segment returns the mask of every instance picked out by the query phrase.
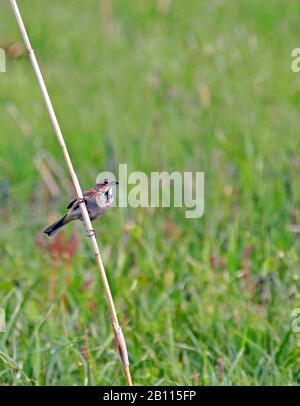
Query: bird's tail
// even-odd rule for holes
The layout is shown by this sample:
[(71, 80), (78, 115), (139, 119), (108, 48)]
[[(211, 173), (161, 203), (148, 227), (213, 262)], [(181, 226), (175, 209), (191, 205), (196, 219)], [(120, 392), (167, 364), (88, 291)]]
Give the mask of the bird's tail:
[(57, 220), (55, 223), (51, 224), (51, 226), (45, 228), (43, 230), (43, 233), (47, 234), (48, 237), (53, 237), (56, 233), (59, 232), (59, 230), (64, 227), (66, 224), (68, 224), (69, 221), (67, 221), (67, 214)]

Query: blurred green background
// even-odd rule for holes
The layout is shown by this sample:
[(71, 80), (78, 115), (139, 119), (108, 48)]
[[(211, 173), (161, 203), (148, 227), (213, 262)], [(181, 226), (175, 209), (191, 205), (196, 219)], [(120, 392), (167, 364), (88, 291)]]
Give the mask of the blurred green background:
[[(203, 218), (113, 208), (95, 223), (134, 382), (299, 384), (298, 2), (19, 6), (84, 189), (119, 163), (205, 172)], [(71, 198), (68, 175), (9, 2), (0, 10), (0, 382), (124, 384), (84, 230), (51, 245), (39, 234)], [(63, 170), (56, 198), (41, 157)]]

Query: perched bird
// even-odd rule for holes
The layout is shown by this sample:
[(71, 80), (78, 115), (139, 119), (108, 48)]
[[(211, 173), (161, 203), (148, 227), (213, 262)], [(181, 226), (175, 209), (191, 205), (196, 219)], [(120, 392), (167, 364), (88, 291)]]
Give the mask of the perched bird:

○ ○ ○ ○ ○ ○ ○

> Work to do:
Extract every line of the records above verbatim, leaving the pictures out.

> The result:
segment returns the mask of every instance picked out by the query phrase.
Query: bird's tail
// even-odd rule for holes
The layout is shown by this sample:
[(71, 80), (78, 115), (139, 119), (108, 48)]
[[(211, 173), (161, 203), (148, 227), (213, 262)], [(181, 226), (175, 209), (191, 205), (196, 219)], [(120, 392), (167, 364), (88, 291)]]
Give the mask of the bird's tail:
[(57, 220), (55, 223), (51, 224), (51, 226), (45, 228), (43, 230), (43, 233), (47, 234), (48, 237), (53, 237), (56, 233), (59, 232), (59, 230), (64, 227), (66, 224), (68, 224), (69, 221), (67, 221), (67, 214)]

Query: blurred green background
// even-odd rule for holes
The layout is shown by this sample:
[(71, 80), (78, 115), (139, 119), (108, 48)]
[[(211, 173), (161, 203), (148, 227), (213, 262)], [(181, 226), (175, 209), (191, 205), (196, 219)], [(120, 392), (167, 364), (88, 291)]]
Give the mask of the blurred green background:
[[(203, 218), (113, 208), (95, 223), (134, 382), (299, 384), (298, 2), (19, 6), (84, 189), (119, 163), (205, 172)], [(71, 198), (68, 175), (9, 2), (0, 10), (0, 382), (124, 384), (84, 230), (51, 245), (39, 234)], [(63, 170), (56, 198), (41, 157)]]

Query: perched bird
// even-odd rule for holes
The layout is shown by this sample:
[(71, 80), (78, 115), (139, 119), (108, 48)]
[[(211, 173), (161, 203), (148, 227), (213, 262)], [(181, 226), (175, 209), (191, 205), (196, 219)], [(120, 392), (167, 364), (88, 291)]]
Give the mask of the perched bird:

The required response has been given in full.